> **PROBLEM REQUIREMENTS**
The output should be limited to the line holding "Target: white bird" and the lines after it through the end of the entries, each restated exactly.

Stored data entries
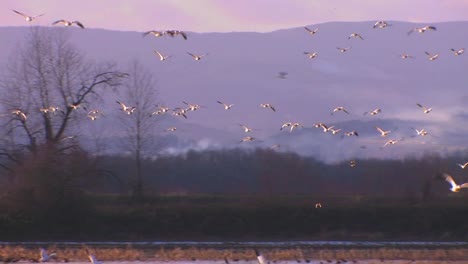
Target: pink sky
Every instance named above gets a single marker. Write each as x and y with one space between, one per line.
228 15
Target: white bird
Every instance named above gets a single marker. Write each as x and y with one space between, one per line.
381 24
422 29
261 259
154 33
226 106
431 57
421 132
26 17
373 112
455 187
339 108
383 133
311 55
458 52
355 35
162 57
425 110
343 50
245 139
127 109
197 57
68 23
406 56
44 257
288 124
392 142
311 32
463 166
246 128
268 106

> **TASK RESULT**
Target: white bird
Every instance named above gets a single marker. Write each as x and y with one space between, one per line.
381 24
422 29
261 259
154 33
226 106
431 57
421 132
26 17
373 112
455 187
339 108
383 133
311 55
458 52
355 35
162 57
425 110
343 50
245 139
127 109
197 57
68 23
406 56
44 257
288 124
392 142
311 32
463 166
246 128
268 106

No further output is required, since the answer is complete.